- TASK GOAL
Find and copy the lines in the records beneath this task that contain the word "below".

- EXTRACTED INFORMATION

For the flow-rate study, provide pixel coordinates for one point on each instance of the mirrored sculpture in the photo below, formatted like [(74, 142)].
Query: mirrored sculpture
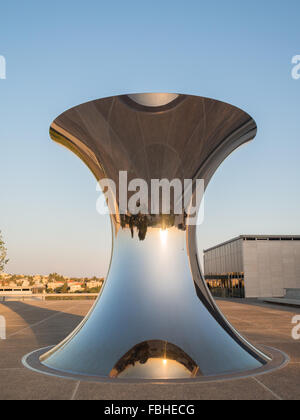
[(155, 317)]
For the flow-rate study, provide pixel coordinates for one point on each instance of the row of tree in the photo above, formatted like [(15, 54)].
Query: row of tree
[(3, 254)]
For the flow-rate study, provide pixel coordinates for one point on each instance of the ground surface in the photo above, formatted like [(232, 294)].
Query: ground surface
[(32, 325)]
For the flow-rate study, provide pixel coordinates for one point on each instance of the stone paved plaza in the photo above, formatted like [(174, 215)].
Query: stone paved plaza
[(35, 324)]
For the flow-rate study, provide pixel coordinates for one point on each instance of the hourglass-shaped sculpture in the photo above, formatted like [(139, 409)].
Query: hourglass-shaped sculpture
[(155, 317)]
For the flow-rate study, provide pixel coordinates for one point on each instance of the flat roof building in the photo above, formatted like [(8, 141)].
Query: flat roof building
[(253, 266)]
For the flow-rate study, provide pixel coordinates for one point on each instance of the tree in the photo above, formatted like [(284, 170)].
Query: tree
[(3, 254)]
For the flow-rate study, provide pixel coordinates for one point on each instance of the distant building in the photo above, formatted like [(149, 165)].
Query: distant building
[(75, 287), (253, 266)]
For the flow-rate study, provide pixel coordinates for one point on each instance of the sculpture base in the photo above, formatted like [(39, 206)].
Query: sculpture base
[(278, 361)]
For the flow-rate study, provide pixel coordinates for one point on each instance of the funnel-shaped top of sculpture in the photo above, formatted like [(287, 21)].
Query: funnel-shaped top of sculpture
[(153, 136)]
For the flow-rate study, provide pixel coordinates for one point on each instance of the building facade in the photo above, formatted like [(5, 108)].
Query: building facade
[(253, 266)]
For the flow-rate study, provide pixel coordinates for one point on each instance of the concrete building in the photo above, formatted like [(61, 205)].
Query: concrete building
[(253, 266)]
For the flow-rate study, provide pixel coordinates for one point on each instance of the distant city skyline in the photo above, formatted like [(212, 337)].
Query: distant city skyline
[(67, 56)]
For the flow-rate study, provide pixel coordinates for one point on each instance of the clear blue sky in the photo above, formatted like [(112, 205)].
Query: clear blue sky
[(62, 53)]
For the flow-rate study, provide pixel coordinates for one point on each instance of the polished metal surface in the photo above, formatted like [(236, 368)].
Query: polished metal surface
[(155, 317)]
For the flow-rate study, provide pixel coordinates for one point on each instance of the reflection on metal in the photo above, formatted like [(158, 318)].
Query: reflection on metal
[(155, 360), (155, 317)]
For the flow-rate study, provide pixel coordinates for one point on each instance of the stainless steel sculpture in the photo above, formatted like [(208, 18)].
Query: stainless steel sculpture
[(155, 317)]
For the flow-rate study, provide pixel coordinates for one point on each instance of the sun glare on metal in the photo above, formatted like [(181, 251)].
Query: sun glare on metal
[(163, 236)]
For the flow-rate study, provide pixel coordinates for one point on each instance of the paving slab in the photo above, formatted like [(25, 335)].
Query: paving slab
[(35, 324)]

* * *

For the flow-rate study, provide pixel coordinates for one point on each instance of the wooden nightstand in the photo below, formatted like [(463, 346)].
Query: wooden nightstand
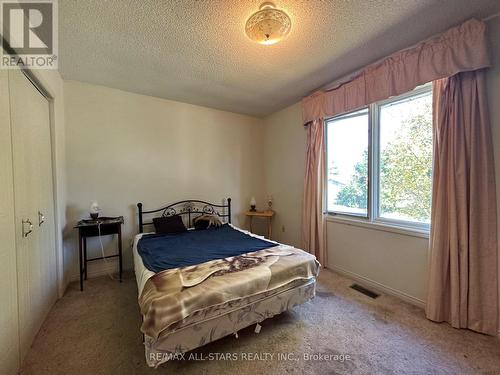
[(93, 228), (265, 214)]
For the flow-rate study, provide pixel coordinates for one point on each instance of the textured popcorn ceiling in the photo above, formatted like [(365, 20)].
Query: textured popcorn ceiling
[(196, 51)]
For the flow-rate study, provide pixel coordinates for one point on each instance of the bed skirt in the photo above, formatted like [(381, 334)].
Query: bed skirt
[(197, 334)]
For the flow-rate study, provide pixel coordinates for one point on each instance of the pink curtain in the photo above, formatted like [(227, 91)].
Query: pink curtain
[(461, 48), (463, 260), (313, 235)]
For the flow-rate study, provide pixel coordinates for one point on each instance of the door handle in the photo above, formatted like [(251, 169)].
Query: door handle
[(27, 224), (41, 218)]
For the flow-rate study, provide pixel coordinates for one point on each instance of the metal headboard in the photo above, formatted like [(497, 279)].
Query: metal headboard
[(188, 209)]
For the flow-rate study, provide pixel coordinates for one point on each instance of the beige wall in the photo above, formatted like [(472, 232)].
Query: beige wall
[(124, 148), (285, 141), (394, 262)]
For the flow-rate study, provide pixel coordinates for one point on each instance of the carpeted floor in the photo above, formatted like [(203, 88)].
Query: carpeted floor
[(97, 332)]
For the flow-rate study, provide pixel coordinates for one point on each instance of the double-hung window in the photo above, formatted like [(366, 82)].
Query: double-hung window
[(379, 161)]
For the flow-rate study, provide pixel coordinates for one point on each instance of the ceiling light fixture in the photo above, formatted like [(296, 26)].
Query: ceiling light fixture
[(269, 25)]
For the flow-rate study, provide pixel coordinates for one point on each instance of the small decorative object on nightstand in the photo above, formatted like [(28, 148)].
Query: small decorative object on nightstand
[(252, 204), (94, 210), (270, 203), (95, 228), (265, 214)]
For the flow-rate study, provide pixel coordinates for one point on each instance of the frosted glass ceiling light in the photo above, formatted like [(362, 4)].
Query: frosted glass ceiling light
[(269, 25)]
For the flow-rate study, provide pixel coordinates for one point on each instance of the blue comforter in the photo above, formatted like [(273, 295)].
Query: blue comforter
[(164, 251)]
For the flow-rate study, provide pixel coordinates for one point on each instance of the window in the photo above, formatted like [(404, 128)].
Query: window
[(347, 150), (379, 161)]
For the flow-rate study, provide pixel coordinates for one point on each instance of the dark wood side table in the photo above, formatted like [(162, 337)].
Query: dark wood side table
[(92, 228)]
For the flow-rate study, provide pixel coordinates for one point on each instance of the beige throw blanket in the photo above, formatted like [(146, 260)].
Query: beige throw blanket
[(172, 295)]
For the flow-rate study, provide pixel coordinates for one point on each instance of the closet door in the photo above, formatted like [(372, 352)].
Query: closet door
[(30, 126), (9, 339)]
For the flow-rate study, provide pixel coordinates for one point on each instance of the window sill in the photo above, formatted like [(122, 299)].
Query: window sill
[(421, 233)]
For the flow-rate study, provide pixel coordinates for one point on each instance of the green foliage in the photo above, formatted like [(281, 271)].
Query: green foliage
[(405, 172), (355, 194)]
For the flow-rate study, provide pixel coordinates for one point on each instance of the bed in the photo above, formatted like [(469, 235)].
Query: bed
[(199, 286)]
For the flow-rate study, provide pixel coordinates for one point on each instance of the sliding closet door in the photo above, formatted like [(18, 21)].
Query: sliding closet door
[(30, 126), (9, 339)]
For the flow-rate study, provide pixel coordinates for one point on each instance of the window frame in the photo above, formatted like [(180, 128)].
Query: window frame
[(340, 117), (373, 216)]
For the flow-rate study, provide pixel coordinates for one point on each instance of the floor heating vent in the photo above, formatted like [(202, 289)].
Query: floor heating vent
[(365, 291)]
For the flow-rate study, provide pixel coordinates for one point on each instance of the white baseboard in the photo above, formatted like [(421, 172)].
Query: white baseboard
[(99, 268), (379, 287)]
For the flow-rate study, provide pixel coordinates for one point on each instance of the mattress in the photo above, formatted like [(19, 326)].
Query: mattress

- RESULT OF THIS TASK
For the flow-rate study, provide pixel coordinates for one point on each instance of the mirrored sculpture in the photo below, formatted like [(74, 142)].
For the flow-rate study, provide pixel coordinates for one point on each instance of the wooden nightstand in the photo below, formatted like [(463, 346)].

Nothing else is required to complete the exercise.